Work task: Every line between the top of the data below and the line with "of the white", both ends included, must be retyped exactly.

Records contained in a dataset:
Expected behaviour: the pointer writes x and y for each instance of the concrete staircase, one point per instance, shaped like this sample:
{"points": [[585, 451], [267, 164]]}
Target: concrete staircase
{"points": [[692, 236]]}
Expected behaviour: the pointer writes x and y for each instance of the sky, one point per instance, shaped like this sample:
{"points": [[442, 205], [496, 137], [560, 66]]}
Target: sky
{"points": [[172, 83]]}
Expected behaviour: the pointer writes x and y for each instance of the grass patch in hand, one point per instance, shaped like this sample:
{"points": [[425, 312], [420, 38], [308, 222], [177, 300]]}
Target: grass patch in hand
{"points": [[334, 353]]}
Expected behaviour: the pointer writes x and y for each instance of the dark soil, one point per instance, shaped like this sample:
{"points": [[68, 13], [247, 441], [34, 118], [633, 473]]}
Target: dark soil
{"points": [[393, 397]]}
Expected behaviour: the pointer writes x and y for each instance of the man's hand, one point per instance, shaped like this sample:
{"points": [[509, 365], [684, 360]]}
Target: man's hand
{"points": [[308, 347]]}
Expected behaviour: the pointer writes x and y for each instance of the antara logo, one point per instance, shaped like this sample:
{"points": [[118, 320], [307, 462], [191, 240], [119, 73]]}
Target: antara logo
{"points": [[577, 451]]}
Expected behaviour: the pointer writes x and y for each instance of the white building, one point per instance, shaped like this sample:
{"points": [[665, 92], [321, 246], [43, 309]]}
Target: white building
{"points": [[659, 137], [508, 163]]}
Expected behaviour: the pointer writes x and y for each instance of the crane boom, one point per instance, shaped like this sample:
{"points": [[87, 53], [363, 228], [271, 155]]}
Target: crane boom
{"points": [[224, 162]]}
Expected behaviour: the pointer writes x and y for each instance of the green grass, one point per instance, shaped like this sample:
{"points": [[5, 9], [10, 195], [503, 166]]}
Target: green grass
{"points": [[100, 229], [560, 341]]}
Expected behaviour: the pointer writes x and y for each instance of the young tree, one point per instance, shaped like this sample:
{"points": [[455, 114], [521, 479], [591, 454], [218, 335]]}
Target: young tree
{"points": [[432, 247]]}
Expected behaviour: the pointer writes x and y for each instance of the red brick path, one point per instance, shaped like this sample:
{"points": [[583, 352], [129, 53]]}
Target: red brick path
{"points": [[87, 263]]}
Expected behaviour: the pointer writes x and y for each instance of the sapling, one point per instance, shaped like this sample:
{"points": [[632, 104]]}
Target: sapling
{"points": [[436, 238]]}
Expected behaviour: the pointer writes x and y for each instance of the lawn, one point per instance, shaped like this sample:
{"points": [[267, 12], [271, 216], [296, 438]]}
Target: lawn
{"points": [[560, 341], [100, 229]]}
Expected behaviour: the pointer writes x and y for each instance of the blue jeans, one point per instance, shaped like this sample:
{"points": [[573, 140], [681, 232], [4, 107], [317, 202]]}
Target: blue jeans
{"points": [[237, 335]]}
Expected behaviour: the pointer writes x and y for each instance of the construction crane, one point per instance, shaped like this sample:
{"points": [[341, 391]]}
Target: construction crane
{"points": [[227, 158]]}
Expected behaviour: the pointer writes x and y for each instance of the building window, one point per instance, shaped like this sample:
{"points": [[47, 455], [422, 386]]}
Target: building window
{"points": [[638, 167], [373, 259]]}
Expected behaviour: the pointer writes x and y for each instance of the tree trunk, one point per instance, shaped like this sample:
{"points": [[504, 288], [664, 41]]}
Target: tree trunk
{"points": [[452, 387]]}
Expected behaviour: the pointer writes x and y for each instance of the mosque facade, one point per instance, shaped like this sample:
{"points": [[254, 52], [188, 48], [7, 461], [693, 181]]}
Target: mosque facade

Task solution:
Expected behaviour: the pointer writes x and y for each instance of the concrete staircase, one point per instance, shaped like this sample:
{"points": [[585, 451], [267, 164]]}
Target: concrete staircase
{"points": [[692, 236]]}
Expected behaviour: the pointer writes x and y for each instance of the sky, one point per instance, shaped like this sample:
{"points": [[442, 205], [496, 137], [560, 66]]}
Target: sky
{"points": [[172, 83]]}
Expected behaviour: the pointer writes x and y for each instance of the grass patch in hand, one point per instance, shaped like this sample:
{"points": [[425, 312], [420, 38], [308, 222], [177, 300]]}
Target: grass patch in hand
{"points": [[334, 353]]}
Expected behaviour: the pointer writes x and y for each instance of the dark soil, one point per instance, shaped like this sample:
{"points": [[68, 13], [247, 441], [34, 118], [633, 473]]}
Target: dark soil
{"points": [[393, 397]]}
Expected behaviour: the pointer writes x and y for each instance of the man's hand, one point per instance, shaped like this sample:
{"points": [[509, 365], [684, 360]]}
Target: man's hand
{"points": [[308, 347]]}
Expected behaviour: the pointer writes x and y for each instance of the antara logo, one point per instance, shaped like this sample:
{"points": [[118, 320], [307, 462], [191, 240], [119, 73]]}
Target: antara logo
{"points": [[577, 451]]}
Expected behaviour: the pointer writes x and y for each instance of the white building, one point per instance, shaped like this sample:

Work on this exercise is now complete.